WHAT YOU SHOULD DO => Reproduce each of the records below verbatim, line for line.

Labeled point records:
— Begin —
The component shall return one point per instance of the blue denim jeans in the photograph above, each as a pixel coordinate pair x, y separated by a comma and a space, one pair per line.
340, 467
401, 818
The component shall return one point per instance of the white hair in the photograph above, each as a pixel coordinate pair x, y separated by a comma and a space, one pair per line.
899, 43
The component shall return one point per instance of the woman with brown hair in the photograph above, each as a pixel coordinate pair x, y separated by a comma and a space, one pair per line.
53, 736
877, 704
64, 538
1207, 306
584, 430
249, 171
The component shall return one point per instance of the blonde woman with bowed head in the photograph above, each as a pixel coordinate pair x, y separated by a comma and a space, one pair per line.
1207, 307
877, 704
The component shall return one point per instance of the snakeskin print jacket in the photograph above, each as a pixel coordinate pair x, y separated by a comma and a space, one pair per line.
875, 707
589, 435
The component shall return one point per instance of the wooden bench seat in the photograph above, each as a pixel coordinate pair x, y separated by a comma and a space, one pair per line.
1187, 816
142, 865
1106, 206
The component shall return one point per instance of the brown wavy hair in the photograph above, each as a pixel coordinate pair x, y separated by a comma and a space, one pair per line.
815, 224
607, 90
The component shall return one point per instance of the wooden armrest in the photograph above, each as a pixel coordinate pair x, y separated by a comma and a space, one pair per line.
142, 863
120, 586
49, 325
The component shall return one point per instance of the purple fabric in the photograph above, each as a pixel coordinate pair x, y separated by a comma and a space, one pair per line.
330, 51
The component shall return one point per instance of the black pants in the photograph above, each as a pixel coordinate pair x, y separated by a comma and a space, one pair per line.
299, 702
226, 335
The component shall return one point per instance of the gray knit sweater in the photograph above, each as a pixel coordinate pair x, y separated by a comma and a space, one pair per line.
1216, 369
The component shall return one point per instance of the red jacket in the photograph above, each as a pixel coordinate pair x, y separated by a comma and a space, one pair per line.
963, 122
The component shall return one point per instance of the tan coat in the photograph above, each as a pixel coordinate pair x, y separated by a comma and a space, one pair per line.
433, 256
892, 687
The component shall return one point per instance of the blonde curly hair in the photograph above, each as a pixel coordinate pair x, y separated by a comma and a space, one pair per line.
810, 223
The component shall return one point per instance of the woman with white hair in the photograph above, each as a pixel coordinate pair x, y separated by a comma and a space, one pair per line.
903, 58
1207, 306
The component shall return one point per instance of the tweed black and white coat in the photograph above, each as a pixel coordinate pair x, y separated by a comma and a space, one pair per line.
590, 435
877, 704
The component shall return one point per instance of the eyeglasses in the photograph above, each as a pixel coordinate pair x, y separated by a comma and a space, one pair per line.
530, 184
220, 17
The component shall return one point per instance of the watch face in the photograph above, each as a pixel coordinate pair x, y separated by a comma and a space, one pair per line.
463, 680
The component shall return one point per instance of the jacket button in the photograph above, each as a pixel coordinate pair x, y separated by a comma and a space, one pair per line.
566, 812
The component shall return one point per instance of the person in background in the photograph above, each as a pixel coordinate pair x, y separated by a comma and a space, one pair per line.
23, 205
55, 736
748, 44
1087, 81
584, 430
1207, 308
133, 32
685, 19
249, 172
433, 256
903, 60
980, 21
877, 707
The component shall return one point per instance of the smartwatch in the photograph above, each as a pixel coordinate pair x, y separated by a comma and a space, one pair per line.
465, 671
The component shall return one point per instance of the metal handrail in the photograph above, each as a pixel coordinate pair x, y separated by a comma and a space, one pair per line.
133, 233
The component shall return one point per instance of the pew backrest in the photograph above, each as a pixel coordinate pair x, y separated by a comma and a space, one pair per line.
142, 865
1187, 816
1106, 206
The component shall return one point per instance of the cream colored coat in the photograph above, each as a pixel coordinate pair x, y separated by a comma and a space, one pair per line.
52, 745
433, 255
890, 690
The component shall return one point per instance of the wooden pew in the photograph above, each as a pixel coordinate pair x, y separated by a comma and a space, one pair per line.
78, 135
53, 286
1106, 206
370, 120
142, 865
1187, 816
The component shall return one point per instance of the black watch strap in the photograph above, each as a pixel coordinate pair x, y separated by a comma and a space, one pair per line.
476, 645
— End —
FINAL RESULT =>
The component shall return one point per instance of the blue denim jeans in the photograph above, each as a pixel coordinate pair x, y separated by a comma and a space, one pair per line.
340, 467
401, 818
The component shall return one point per instance of the white hair in the photograph above, each as a pixel coordinate pair x, y separated by a comma and a space, one pair per line.
899, 43
The component shall return one point per instance of the woman with brown hair in the photograph above, each as a pixel coordinate pair x, y separated by a comma and a space, one pair per line.
53, 736
877, 704
64, 538
1207, 306
584, 430
249, 171
The component shall return one point per instance of the blonde woman with bowed head in the photograph above, each as a pixel coordinate pair x, y separated by a comma and a space, one pair per line.
1207, 307
877, 704
The component shall return one point per instance of the snakeskin print jacket in the photograph above, each as a pixel coordinate pair x, y separated by a comma and a space, one pair per line.
875, 707
589, 435
The component shall return one point per instance of the wooden bench seat in the photograph above, each as a pixel coordinate pair x, y separated by a comma and a space, one pair per line.
1187, 816
142, 865
1106, 206
The component shall return one point per instance of the brown wavy hair in the photograph above, each as a pixel coordinate pair x, y separated by a comma and a space, one pair per line.
815, 224
607, 90
The component shall return one point per instance of the wooden armrest in the photograph above, each as a pixel coordinate pair x, y separated by a comma and a space, one pair per line.
142, 863
120, 586
49, 325
The component shall return one point per instance of the purple fabric in the photograph above, each as a pixel coordinate pair x, y separated by a comma and a space, one pair per line.
330, 51
The component shall return one point per instance of the black pants in the photograph above, each as a pixel coordinate pair x, y separated by a comma and a space, one pair per line.
299, 702
226, 335
The component shall return one point per instance of the gray knit sweater in the photograph above, each as a pixel coordinate pair x, y separated by a comma and a space, one pair per line.
1216, 369
The component shall return one point per instance of the red jacket in the photograph above, each as a pixel coordinate pair x, y separated by a comma and a space, one pair per line.
963, 122
The component shall return one point per instance of the tan coat in the photograph above, each as a pixel coordinate pair x, y separated by a comma and a space, one pair per line.
433, 256
892, 687
The component shall return one point per instance of the blonde curly hair in the photograph above, each as a pixel coordinate pair x, y separated by a comma and a space, one pair per line.
810, 223
The component shall return one point per instance of the woman with white hair in the photograph above, each as a pixel coordinate pair x, y separated by a comma and a space, one pair per line.
903, 58
1207, 306
The component shall return one point per instance of the tweed black and white coat in the photograph above, each as a pixel coordinate pair x, y separated by a comma and a space, one pair per line.
590, 435
877, 704
The component shall return one point per instance of the eyeglasses in the photograph above, each as a pixel coordinate pair x, y separated by a comma and a space, one pair per line.
530, 184
220, 17
The component shall return one point per instance of the watch face in the photograph above, each as a pixel coordinate pair x, y separated by a comma and a space, one pair per line.
463, 680
The component shall return one point per instance of the jacket button in the photograph above, each as a pixel coordinate pair x, y separated by a comma and a space, one pair per line.
566, 812
The component shall return one point per instance of the person in background in the photograph above, each as a pixel coordinate pair x, y separated by a comma and a space, one pair per line.
23, 205
55, 736
748, 44
1087, 81
584, 430
1207, 308
133, 32
685, 19
249, 172
433, 256
903, 60
980, 21
877, 707
The component shall return one point per instance of the smartwatch in the photograph above, each as a pixel coordinate pair x, y separated by a comma and a space, one pair per line.
465, 671
The component shall return one point per instance of the metal handrail in the photograph above, each as a pixel coordinate pair x, y separated by a comma and a space, one pair per line.
133, 233
The component shall return one point per instance of the pew backrest in the photograph above, each as a pixel coordinate pair x, y separated by a comma and a space, one pair per line.
142, 865
1187, 816
1106, 206
The component shall return one point per instance of the cream colored coat in the photograph above, each as a pixel coordinate pair x, y separated by a comma and a space, one pair per line.
52, 745
433, 255
890, 690
The component shall return one point per instance of the wooden pew in the photograph above, each as a pixel coordinate pair x, y separated by a comma and a space, one pair per line.
78, 135
53, 286
1106, 206
370, 120
142, 865
1187, 816
The component shall return one point per instance of the black watch strap in the photograph above, each as a pixel coordinate pair x, y separated by a comma and a space, one pair per line.
476, 645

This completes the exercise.